* _WORK INSTRUCTIONS_
In the article below on Japanese freelancers and AI, copy word for word the part that opens with the words "Publishers Confront OpenAI" and closes with "be shifting allegiances.".

Twelve percent of Japanese freelance creatives have lost income to generative AI tools, according to a survey released last week by the Freelance League of Japan. The organization polled 24,991 illustrators, writers, photographers, and other creative workers in October 2025.
The Scale of Economic Impact on Creators
The findings break down into two tiers of damage. 9.3 percent reported losing between 10 and 50 percent of their income, while 2.7 percent said they’d lost more than half. The culprits aren’t just fewer commissions. Creatives cited lower fees for existing work and tighter deadlines as clients assume AI speeds up production.
Mitsuru Yaku, a cartoonist and honorary chairman of the organization, spoke at a Tokyo press conference about the industry’s challenges. The survey found that 88.6 percent of respondents feel threatened by AI, yet 62.9 percent don’t use it themselves.
Japan’s Controversial AI Copyright Law
The survey arrives as Japan’s permissive approach to AI training faces fresh scrutiny. Article 30-4, enacted on January 1, 2019, allows companies to train models on copyrighted works without authorization or compensation. That puts Japan among the most creator-unfriendly jurisdictions globally, at least on paper.
Publishers Confront OpenAI Over Sora 2
Last October, 18 Japanese publishers confronted OpenAI over Sora 2, claiming the video generator reproduced anime and manga styles without consent. CODA (the Content Overseas Distribution Association), representing authors and artists, demanded an opt-in system for training data. The government, which once championed Japan as an AI innovation hub, now appears to be shifting allegiances.
Economic Reality for Japanese Creative Workers
The financial stakes are considerable. Japan’s anime and manga industry generates $25.25 billion annually, but 40 percent of workers earn less than $15,400 a year. These creators occupy the bottom of a steep economic pyramid, and AI is pulling out another layer of bricks.
What Creatives Are Demanding
The Freelance League’s demands reflect this anxiety. 92.8 percent want legal requirements for disclosing training data sources. 61.6 percent favor opt-in systems, while 26.6 percent want AI training on creative works banned outright. Only 9.4 percent support the current regime.
The Japanese data aligns with global trends. Freelance platforms worldwide have reported 20 to 50 percent declines in demand for illustration, copywriting, and translation since ChatGPT’s release in late 2022. The difference is that Japan’s copyright framework offers almost no legal recourse.
Whether Tokyo acts on creator demands remains unclear. The Ministry of Culture has convened working groups to review Article 30-4, but no timeline for reform has been announced. Meanwhile, AI companies continue training models on Japanese creative works, and freelancers continue watching their income statements shrink.

* _RECORDS SHOWN_
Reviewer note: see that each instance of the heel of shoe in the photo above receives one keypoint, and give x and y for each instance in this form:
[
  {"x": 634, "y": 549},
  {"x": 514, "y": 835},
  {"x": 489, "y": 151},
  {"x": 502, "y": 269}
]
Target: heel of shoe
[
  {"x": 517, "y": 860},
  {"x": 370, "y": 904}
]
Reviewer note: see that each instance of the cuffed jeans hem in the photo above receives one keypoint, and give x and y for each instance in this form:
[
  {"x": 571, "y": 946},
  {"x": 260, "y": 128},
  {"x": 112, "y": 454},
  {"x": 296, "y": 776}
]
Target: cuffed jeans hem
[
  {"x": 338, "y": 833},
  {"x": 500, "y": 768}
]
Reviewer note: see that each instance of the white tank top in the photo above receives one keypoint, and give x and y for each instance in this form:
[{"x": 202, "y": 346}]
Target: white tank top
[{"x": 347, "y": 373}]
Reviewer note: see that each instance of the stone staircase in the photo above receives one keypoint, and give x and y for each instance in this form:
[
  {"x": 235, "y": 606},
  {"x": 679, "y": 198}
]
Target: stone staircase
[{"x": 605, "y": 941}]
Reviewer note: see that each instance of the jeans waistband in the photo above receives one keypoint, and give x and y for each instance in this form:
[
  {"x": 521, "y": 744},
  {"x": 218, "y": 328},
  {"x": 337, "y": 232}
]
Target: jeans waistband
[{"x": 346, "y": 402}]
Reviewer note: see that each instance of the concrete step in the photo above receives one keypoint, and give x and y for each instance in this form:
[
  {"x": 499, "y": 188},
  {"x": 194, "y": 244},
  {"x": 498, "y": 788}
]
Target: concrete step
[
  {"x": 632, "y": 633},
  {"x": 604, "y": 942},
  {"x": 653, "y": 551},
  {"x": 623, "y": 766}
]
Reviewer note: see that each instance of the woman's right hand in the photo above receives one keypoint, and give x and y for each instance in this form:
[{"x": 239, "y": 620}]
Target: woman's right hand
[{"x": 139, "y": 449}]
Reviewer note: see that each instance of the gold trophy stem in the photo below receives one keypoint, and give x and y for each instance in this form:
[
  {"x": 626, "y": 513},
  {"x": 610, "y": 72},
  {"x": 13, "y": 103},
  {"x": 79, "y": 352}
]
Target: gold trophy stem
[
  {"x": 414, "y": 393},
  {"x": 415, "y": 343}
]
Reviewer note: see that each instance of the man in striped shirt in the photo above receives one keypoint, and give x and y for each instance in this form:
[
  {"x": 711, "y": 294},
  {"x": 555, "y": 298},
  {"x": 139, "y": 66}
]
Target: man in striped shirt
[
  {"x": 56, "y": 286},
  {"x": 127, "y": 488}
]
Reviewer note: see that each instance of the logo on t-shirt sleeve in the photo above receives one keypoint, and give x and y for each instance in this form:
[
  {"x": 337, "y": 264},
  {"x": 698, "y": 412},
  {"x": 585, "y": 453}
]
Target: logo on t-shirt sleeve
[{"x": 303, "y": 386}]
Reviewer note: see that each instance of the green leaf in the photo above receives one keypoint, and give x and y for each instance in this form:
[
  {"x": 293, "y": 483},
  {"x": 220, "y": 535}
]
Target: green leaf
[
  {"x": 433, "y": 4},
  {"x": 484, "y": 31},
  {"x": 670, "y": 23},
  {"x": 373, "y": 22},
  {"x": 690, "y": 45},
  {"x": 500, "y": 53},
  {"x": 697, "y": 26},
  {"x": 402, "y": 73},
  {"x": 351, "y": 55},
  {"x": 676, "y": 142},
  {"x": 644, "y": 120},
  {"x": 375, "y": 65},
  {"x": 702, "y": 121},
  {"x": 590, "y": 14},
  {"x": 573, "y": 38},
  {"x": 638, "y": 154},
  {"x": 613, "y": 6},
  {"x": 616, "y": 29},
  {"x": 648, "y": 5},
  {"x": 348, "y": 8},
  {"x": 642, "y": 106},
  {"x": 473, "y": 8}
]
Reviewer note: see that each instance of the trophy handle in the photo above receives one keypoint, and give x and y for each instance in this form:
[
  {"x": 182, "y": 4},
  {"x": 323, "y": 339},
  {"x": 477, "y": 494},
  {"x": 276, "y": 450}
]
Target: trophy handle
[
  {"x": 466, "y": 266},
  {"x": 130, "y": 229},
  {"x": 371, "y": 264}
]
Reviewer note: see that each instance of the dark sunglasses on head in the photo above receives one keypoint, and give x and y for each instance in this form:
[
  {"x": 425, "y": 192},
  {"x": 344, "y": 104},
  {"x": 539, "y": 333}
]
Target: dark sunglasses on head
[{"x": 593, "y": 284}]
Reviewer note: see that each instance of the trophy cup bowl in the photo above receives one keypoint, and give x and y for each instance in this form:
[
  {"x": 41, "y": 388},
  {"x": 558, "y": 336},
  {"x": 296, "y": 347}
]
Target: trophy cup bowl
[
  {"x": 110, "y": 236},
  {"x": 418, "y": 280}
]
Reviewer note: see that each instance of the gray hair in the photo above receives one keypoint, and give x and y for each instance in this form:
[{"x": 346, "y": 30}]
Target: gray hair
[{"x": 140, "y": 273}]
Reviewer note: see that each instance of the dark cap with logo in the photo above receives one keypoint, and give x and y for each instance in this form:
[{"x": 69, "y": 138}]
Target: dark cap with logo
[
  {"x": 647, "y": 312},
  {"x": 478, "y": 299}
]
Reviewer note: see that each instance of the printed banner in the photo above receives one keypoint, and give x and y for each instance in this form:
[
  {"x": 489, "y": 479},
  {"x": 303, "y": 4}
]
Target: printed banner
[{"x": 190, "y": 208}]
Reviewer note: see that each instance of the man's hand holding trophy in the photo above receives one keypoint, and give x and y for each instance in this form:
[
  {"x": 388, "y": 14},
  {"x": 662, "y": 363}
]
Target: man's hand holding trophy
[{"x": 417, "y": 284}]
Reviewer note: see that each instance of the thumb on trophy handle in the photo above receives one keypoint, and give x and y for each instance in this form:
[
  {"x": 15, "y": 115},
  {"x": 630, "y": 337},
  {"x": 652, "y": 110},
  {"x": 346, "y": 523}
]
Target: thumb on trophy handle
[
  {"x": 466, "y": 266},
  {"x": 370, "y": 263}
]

* _EXPECTED OUTPUT_
Publishers Confront OpenAI Over Sora 2
Last October, 18 Japanese publishers confronted OpenAI over Sora 2, claiming the video generator reproduced anime and manga styles without consent. CODA (the Content Overseas Distribution Association), representing authors and artists, demanded an opt-in system for training data. The government, which once championed Japan as an AI innovation hub, now appears to be shifting allegiances.